Requirements:
**A.** In the forum thread about the Peru trip, what humidity does Ron-NY report for the area on the day he looked it up?
**B.** Carry on the forum thread about the Peru trip from its final line.

Page excerpt:
# One month and counting down



## Ron-NY (Sep 27, 2006)

A month from today I will be en route to Peru :rollhappy: I am started to get excited! I had some free time today and did some googling of the area that I will be in. Unfortunately, there are not too may sites that are in English but babblefish.com came in handy. It was in the high 80's there today with 79% humidity. I checked out some waterfalls and hot mineral springs that are in the area. I also looked into local foods and beverages, museums, ect. There are only about 2000 species of orchids known in the area  :sob:  including besseae and kovachii :clap: 

Now to start gathering the things I need to bring with me. Ron jots down to buy an extra memory card for his camera and plenty of spare batteries


----------



## Heather (Sep 27, 2006)

I would think Glen would be able to help with the "where to go, what to do" stuff, no? Or are you just having fun?  

I'm super envious. Anyone care to contribute to the Heather-wants-to-go-with-Ron fund?


----------



## Ron-NY (Sep 27, 2006)

I am having fun and will want to see a few things that the rest might not want to do. I love swimming in pools below waterfalls and a soak in the hot springs fall right up my alley too! I wish I had time to take a side trip to Machu Pichu.


----------



## gonewild (Sep 27, 2006)

Don't make a big list of things to take.

Dataset excerpt:
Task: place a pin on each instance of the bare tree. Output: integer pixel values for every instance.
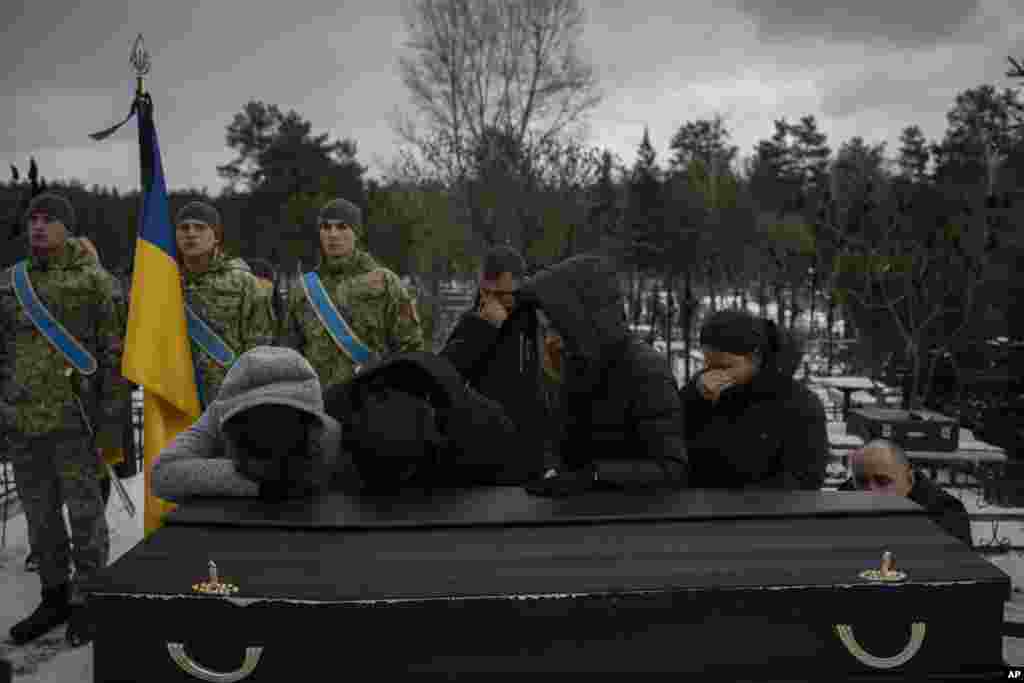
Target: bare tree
(479, 66)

Response list:
**A.** 79%

**B.**
Don't worry about taking everything you might need. In fact do not take so much stuff that it bogs you down. You can get everything you need in the local markets. Toothpaste, shampoos, soaps are all good and safe to use. First aid supplies and medecines are all easy to get there as well. Antibiotics and nearly every prescription drug can be purchased cheaply over the counter. Bottle water is available almost everywhere. You can get your batteries there as well, but if you need special batteries for your camera take them with you. For sure take plenty of media cards.

Don't take a bunch of fancy equipment and gadgets. you won't have time to use them. And when you do you will spend all day demonstrating them to the locals. Don't bother with rain gear, just wear quick dry nylon clothes. You will want rubber boots. Buy them in the local market for about 20 soles a pair ($7). If your shoe size is over 11 better take a pair with you. You can have your clothes washed while there, so don't overpack.

You need a hat or cap to keep things from falling on your head (bugs). Take 100% deet repelent, jungle Juice from REI is by far the best. Make sure repellent on your hands is dry before you handle your camera. And don't use a lot of repellent unless there really is biting insects present. Often in the high jungle there are few or no mosquitos.

When you go on a hike carry plenty of water, at least 2 liters in your daypack. Don't forget to take a daypack or buy one when you are in Lima, they are cheap there.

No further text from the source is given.